== DATA ==

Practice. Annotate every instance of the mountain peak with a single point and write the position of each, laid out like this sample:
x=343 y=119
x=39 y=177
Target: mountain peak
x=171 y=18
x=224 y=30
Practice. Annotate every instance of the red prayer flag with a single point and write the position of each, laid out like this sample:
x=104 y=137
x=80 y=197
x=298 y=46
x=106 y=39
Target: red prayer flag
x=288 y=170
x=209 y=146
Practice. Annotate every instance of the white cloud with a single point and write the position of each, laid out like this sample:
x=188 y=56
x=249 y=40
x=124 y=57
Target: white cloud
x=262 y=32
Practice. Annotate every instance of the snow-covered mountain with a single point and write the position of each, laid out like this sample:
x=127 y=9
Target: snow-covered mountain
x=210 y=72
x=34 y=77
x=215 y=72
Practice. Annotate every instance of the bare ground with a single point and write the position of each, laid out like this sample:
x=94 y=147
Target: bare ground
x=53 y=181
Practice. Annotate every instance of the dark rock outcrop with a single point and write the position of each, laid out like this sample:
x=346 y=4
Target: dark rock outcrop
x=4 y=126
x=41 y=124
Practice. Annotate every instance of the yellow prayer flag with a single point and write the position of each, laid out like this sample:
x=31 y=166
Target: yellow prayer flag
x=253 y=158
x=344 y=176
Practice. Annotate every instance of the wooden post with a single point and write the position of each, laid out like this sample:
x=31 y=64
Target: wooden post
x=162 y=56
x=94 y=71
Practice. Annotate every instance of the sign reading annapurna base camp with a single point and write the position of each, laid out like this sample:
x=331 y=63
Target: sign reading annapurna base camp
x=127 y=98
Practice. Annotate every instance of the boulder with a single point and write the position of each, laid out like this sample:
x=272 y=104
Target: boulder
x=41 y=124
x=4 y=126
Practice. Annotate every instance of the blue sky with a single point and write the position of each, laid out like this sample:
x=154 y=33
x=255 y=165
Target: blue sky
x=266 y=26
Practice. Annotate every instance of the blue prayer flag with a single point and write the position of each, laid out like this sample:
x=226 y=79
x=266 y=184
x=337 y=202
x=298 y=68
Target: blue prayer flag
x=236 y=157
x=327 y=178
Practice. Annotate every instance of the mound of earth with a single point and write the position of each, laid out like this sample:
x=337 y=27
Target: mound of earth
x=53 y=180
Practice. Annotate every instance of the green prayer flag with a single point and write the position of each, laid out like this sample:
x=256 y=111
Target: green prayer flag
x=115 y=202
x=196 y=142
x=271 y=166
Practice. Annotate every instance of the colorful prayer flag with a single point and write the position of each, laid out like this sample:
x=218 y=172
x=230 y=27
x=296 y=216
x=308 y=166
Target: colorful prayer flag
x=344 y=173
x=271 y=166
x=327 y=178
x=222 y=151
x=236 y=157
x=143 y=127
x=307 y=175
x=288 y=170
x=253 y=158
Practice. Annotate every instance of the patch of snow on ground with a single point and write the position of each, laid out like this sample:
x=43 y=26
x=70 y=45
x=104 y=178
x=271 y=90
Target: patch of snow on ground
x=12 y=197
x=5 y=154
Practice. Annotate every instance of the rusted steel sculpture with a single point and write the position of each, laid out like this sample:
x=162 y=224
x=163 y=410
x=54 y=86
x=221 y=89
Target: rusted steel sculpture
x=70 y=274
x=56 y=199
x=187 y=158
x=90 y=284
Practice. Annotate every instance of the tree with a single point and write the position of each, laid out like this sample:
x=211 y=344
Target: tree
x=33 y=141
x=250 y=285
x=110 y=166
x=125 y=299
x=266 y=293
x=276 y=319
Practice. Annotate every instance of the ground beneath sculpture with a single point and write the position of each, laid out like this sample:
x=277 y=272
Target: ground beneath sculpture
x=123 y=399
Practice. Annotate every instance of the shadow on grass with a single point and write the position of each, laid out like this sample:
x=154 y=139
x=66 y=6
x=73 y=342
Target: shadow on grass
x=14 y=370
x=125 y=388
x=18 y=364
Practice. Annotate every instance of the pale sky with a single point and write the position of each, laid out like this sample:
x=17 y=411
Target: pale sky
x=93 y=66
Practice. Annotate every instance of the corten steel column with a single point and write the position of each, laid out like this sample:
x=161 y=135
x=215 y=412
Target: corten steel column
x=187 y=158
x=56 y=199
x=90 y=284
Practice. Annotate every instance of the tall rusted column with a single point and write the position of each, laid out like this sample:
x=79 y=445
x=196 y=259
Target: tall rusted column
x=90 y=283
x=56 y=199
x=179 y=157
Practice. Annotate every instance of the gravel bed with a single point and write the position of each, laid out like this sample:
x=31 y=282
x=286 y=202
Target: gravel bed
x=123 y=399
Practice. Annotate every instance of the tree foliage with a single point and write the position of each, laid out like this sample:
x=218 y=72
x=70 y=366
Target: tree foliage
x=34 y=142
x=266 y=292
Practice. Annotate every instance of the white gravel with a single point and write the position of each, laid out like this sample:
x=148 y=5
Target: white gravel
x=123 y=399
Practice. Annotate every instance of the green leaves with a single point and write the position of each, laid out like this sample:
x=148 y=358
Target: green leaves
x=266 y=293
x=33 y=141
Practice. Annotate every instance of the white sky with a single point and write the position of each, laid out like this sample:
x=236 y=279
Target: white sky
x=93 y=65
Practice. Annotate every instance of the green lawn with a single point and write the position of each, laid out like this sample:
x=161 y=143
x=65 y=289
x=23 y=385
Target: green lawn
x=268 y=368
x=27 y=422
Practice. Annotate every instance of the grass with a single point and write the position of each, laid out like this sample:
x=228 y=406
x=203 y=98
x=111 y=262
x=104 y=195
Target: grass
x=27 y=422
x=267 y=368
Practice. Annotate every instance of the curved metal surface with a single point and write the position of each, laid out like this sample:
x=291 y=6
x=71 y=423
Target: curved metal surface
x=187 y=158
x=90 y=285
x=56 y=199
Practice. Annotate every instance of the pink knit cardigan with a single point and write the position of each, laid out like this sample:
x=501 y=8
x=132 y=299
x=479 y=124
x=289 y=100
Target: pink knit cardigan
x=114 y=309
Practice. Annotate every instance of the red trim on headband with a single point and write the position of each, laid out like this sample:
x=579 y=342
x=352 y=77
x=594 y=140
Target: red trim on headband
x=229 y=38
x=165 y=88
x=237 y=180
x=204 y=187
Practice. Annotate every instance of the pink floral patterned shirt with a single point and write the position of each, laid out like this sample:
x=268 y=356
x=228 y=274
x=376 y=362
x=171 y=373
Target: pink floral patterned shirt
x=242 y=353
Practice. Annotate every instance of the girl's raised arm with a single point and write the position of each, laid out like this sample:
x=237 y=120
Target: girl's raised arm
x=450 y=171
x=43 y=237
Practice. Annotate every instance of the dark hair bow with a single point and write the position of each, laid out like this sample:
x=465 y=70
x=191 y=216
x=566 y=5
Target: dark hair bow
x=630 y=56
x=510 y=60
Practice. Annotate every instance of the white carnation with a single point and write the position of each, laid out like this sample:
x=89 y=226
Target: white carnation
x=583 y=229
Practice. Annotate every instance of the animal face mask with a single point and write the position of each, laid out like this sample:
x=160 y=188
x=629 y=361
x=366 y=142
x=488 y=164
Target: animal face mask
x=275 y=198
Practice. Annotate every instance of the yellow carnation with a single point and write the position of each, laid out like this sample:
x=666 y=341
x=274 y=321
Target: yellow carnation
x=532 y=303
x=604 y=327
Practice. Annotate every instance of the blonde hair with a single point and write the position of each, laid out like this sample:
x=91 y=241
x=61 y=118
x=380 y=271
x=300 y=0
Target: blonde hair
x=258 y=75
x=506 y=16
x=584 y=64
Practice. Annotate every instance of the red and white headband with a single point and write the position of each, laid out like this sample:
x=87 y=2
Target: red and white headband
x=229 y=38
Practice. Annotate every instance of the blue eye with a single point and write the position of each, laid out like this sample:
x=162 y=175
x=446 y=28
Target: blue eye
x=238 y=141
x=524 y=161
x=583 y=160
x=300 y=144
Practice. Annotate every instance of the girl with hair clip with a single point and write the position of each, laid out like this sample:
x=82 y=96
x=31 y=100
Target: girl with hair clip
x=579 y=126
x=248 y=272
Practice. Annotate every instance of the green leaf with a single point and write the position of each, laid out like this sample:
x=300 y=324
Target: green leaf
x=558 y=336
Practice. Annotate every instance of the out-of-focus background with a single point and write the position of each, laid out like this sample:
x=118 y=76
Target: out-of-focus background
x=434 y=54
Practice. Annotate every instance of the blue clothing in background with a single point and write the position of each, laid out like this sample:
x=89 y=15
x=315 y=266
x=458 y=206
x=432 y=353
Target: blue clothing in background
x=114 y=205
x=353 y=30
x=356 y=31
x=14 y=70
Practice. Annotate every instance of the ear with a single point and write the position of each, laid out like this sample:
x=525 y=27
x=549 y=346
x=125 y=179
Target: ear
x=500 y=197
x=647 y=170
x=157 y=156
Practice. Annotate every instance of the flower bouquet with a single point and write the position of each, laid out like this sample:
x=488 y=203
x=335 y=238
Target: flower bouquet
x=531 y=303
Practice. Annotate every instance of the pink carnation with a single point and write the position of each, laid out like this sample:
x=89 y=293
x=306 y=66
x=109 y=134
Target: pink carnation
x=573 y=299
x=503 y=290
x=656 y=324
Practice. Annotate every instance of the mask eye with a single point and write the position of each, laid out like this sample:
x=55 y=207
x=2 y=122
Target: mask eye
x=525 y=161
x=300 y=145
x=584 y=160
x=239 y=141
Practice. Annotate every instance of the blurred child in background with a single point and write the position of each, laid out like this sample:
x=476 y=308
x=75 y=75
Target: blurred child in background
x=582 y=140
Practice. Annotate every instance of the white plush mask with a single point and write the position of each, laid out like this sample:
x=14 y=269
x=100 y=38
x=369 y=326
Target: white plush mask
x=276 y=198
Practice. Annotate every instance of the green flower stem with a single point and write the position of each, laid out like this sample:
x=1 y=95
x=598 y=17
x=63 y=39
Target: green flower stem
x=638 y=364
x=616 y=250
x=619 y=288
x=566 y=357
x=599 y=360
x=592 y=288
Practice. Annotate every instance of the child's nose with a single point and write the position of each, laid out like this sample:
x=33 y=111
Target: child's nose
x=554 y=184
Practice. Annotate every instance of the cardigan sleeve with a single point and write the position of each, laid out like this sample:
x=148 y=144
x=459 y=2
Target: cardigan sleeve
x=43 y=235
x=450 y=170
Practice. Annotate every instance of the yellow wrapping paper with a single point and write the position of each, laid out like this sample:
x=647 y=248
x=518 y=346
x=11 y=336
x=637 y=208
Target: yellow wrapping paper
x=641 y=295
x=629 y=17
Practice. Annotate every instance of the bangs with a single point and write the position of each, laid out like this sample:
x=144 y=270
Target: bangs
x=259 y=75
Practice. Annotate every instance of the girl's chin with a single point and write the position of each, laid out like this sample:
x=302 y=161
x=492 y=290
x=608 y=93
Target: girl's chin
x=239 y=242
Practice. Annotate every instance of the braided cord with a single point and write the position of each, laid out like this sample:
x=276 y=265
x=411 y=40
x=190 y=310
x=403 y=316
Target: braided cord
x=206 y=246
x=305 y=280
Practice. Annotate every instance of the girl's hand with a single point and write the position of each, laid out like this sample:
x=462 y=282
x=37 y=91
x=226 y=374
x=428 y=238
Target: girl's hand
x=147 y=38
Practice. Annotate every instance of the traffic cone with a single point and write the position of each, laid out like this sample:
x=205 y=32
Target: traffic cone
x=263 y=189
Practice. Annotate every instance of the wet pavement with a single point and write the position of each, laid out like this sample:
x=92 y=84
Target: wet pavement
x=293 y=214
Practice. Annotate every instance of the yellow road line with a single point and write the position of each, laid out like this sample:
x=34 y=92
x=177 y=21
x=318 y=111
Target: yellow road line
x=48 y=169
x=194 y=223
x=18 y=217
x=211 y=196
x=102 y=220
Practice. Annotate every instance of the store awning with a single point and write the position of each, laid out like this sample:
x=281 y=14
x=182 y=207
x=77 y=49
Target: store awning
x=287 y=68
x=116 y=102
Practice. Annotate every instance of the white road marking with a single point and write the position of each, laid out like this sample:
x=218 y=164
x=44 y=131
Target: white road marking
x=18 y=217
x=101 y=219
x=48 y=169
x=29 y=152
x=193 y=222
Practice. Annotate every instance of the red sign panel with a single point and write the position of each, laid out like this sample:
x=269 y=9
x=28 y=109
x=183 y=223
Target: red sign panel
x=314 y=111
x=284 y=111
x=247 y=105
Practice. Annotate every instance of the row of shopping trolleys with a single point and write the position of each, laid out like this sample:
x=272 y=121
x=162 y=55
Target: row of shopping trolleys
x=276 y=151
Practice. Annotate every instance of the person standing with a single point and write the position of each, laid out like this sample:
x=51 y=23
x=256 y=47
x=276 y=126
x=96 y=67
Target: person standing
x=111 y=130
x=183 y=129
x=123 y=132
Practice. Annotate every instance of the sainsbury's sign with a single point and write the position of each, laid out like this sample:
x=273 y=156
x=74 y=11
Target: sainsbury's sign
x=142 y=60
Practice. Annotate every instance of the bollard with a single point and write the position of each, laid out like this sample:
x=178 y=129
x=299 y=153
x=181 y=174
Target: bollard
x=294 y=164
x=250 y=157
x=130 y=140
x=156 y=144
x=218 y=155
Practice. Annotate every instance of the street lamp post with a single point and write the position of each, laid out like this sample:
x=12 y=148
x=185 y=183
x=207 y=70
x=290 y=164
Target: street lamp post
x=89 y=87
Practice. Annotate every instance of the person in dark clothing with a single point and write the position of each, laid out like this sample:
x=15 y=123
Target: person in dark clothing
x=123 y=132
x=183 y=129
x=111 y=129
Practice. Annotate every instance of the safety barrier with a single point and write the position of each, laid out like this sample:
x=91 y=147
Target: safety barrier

===

Starting at the line that contains "Practice. Annotate every instance of the person standing", repeat each line exactly through the last one in the listing. Include both of those lines and nothing more.

> ANSWER BELOW
Practice. Annotate every instance of the person standing with a single point and write the position of each, laid out like this sample:
x=51 y=23
x=256 y=47
x=276 y=126
x=96 y=67
Target: person standing
x=111 y=130
x=183 y=129
x=123 y=132
Practice. Annotate every instance of the sainsbury's sign with a single point and write the position of each, laid out like this sample:
x=273 y=156
x=74 y=11
Target: sainsbury's sign
x=142 y=60
Practice. Annotate every instance of the bollard with a single point and write the position of each, laid out like this sample:
x=178 y=129
x=299 y=153
x=181 y=174
Target: bollard
x=294 y=164
x=250 y=157
x=130 y=140
x=156 y=144
x=218 y=155
Practice. Annotate every instance of the street lamp post with a single point and write the position of each, laid out like this sample:
x=12 y=148
x=185 y=183
x=207 y=70
x=290 y=164
Target: street lamp post
x=89 y=87
Practice. Annotate every instance of the person in dark clothing with a single point and write the position of each, laid out like this sample:
x=15 y=123
Target: person in dark clothing
x=123 y=132
x=183 y=129
x=111 y=129
Practice. Annotate every instance of the safety barrier with a single point and write the position of each, laid out like this sample:
x=91 y=147
Target: safety barrier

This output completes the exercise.